--- Records for processing ---

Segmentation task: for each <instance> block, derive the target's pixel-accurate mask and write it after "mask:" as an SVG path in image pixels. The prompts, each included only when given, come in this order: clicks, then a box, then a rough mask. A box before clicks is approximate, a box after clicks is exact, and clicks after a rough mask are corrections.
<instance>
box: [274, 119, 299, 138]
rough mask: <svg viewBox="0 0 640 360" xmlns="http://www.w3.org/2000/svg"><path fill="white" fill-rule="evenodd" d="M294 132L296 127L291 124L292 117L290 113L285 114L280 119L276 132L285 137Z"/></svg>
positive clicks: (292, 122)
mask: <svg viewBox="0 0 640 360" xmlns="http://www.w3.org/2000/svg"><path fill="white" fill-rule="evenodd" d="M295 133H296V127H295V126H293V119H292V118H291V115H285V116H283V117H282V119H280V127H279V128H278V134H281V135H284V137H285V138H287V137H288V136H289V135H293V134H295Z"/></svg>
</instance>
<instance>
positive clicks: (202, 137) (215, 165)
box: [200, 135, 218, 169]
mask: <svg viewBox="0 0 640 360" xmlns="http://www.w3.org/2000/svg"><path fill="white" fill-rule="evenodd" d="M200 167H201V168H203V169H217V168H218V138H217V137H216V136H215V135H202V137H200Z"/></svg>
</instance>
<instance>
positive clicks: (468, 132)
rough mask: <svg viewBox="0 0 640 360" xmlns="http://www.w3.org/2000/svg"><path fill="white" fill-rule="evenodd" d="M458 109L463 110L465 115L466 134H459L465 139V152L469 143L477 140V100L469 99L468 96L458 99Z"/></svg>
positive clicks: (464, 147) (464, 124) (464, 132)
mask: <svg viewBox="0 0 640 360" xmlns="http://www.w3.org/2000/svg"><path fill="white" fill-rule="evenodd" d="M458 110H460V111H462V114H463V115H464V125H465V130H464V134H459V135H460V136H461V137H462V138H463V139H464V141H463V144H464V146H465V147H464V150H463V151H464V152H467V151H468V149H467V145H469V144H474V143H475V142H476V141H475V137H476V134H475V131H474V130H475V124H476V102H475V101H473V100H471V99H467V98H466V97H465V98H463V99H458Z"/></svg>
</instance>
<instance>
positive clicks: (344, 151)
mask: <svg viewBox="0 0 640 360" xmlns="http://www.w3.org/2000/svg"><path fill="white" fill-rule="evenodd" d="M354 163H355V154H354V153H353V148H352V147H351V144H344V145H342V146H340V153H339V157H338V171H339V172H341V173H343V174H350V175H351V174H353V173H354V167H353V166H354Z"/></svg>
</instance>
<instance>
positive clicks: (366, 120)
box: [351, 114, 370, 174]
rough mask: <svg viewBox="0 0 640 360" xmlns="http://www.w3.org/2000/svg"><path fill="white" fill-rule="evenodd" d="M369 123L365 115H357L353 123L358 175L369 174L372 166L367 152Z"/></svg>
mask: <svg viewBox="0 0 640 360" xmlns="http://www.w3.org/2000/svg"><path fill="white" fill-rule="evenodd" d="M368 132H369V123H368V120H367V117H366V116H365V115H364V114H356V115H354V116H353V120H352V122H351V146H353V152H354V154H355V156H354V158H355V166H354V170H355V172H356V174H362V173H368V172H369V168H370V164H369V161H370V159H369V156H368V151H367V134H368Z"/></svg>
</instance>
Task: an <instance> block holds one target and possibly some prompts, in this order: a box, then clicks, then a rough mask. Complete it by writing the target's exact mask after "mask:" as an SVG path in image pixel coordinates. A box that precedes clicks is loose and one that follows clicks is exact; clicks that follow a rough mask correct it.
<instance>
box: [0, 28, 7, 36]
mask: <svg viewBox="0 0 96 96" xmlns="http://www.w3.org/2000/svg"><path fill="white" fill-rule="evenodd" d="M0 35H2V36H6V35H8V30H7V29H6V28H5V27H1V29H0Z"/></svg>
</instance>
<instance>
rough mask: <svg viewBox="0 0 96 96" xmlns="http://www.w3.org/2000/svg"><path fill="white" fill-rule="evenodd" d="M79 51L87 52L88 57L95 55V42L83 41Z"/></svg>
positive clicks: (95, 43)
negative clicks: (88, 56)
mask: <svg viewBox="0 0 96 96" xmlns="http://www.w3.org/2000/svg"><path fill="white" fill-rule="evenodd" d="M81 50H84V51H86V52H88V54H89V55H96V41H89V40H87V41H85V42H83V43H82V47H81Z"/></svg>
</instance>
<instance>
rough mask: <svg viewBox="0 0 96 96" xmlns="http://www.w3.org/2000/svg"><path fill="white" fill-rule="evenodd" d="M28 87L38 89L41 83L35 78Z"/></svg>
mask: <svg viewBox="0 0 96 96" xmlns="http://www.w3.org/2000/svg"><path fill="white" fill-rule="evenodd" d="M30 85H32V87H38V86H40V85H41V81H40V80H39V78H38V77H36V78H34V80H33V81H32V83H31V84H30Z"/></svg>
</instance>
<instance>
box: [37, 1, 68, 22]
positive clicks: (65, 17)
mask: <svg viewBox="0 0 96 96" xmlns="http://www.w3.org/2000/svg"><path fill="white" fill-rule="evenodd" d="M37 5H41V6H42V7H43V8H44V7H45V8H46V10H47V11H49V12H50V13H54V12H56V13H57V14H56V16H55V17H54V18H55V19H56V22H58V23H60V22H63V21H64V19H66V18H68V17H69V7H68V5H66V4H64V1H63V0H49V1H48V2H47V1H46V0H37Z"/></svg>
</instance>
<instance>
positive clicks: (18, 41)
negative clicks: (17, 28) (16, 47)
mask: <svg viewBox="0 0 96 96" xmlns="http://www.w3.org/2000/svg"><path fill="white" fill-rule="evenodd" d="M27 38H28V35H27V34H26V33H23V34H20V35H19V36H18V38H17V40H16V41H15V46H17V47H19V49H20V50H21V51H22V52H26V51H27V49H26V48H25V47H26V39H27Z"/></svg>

---

*Exercise aim:*
What is needed here is an exact copy of all the records above.

*Written solution:*
Segmentation task: for each <instance> block, derive the target's pixel-accurate mask and write it after "mask:" as an SVG path in image pixels. The prompts, each included only when given, come in this order: clicks, then a box, then a rough mask. A box before clicks is approximate, a box after clicks is exact, and clicks after a rough mask are corrections.
<instance>
box: [274, 119, 299, 138]
rough mask: <svg viewBox="0 0 640 360" xmlns="http://www.w3.org/2000/svg"><path fill="white" fill-rule="evenodd" d="M294 132L296 127L291 124L292 117L290 113L285 114L280 119L276 132L285 137Z"/></svg>
positive clicks: (292, 122)
mask: <svg viewBox="0 0 640 360" xmlns="http://www.w3.org/2000/svg"><path fill="white" fill-rule="evenodd" d="M295 133H296V127H295V126H293V119H292V118H291V115H285V116H283V117H282V119H280V127H279V128H278V134H281V135H284V137H285V138H287V137H288V136H289V135H293V134H295Z"/></svg>
</instance>
<instance>
positive clicks: (202, 137) (215, 165)
box: [200, 135, 218, 169]
mask: <svg viewBox="0 0 640 360" xmlns="http://www.w3.org/2000/svg"><path fill="white" fill-rule="evenodd" d="M200 167H201V168H203V169H217V168H218V138H217V137H216V136H215V135H202V137H200Z"/></svg>
</instance>
<instance>
positive clicks: (468, 132)
rough mask: <svg viewBox="0 0 640 360" xmlns="http://www.w3.org/2000/svg"><path fill="white" fill-rule="evenodd" d="M458 109L463 110L465 115L466 134H459L465 139V152L469 143L477 140V100L469 99L468 96L458 99Z"/></svg>
positive clicks: (464, 147) (464, 124) (464, 132)
mask: <svg viewBox="0 0 640 360" xmlns="http://www.w3.org/2000/svg"><path fill="white" fill-rule="evenodd" d="M458 110H460V111H462V114H463V115H464V125H465V130H464V134H459V135H460V136H461V137H462V138H463V139H464V141H463V144H464V146H465V147H464V150H463V151H464V152H467V151H468V149H467V145H469V144H474V143H475V142H476V141H475V137H476V134H475V131H474V130H475V124H476V102H475V101H473V100H471V99H467V98H466V97H465V98H463V99H458Z"/></svg>
</instance>
<instance>
positive clicks: (344, 151)
mask: <svg viewBox="0 0 640 360" xmlns="http://www.w3.org/2000/svg"><path fill="white" fill-rule="evenodd" d="M354 163H355V154H354V153H353V148H352V147H351V144H344V145H342V146H340V153H339V157H338V171H339V172H341V173H343V174H350V175H351V174H353V173H354V167H353V166H354Z"/></svg>
</instance>
<instance>
positive clicks: (366, 120)
box: [351, 114, 370, 174]
rough mask: <svg viewBox="0 0 640 360" xmlns="http://www.w3.org/2000/svg"><path fill="white" fill-rule="evenodd" d="M369 123L365 115H357L353 123L358 175L369 174L372 166L367 152Z"/></svg>
mask: <svg viewBox="0 0 640 360" xmlns="http://www.w3.org/2000/svg"><path fill="white" fill-rule="evenodd" d="M368 132H369V123H368V120H367V117H366V116H365V115H364V114H356V115H354V116H353V120H352V122H351V146H353V152H354V154H355V156H354V158H355V166H354V170H355V172H356V174H362V173H368V172H369V168H370V164H369V161H370V159H369V156H368V151H367V134H368Z"/></svg>
</instance>
Task: an <instance> block holds one target and possibly some prompts, in this order: a box, then clicks, then a rough mask. Complete it by writing the target's exact mask after "mask:" as an SVG path in image pixel coordinates. A box that precedes clicks is loose and one that follows clicks is exact; clicks that follow a rough mask correct it.
<instance>
box: [0, 28, 7, 36]
mask: <svg viewBox="0 0 96 96" xmlns="http://www.w3.org/2000/svg"><path fill="white" fill-rule="evenodd" d="M0 35H2V36H6V35H8V30H7V29H6V28H5V27H1V29H0Z"/></svg>
</instance>
<instance>
rough mask: <svg viewBox="0 0 96 96" xmlns="http://www.w3.org/2000/svg"><path fill="white" fill-rule="evenodd" d="M79 51L87 52L88 57L95 55V42L83 41Z"/></svg>
positive clicks: (95, 43)
negative clicks: (88, 56)
mask: <svg viewBox="0 0 96 96" xmlns="http://www.w3.org/2000/svg"><path fill="white" fill-rule="evenodd" d="M81 50H84V51H86V52H88V54H89V55H96V41H89V40H87V41H85V42H83V43H82V47H81Z"/></svg>
</instance>
<instance>
rough mask: <svg viewBox="0 0 96 96" xmlns="http://www.w3.org/2000/svg"><path fill="white" fill-rule="evenodd" d="M28 87L38 89L41 83L35 78Z"/></svg>
mask: <svg viewBox="0 0 96 96" xmlns="http://www.w3.org/2000/svg"><path fill="white" fill-rule="evenodd" d="M30 85H32V87H38V86H40V85H41V81H40V80H39V78H38V77H36V78H34V80H33V81H32V83H31V84H30Z"/></svg>
</instance>
<instance>
box: [37, 1, 68, 22]
positive clicks: (65, 17)
mask: <svg viewBox="0 0 96 96" xmlns="http://www.w3.org/2000/svg"><path fill="white" fill-rule="evenodd" d="M37 5H41V6H42V7H43V8H44V7H45V8H46V10H47V11H49V12H50V13H54V12H56V13H57V14H56V16H55V17H54V18H55V19H56V22H58V23H60V22H63V21H64V19H66V18H68V17H69V7H68V5H66V4H64V1H63V0H49V1H48V2H47V1H46V0H37Z"/></svg>
</instance>
<instance>
positive clicks: (18, 41)
negative clicks: (17, 28) (16, 47)
mask: <svg viewBox="0 0 96 96" xmlns="http://www.w3.org/2000/svg"><path fill="white" fill-rule="evenodd" d="M27 38H28V35H27V34H26V33H23V34H20V35H19V36H18V38H17V40H16V41H15V46H17V47H19V49H20V50H21V51H22V52H26V51H27V49H26V48H25V47H26V39H27Z"/></svg>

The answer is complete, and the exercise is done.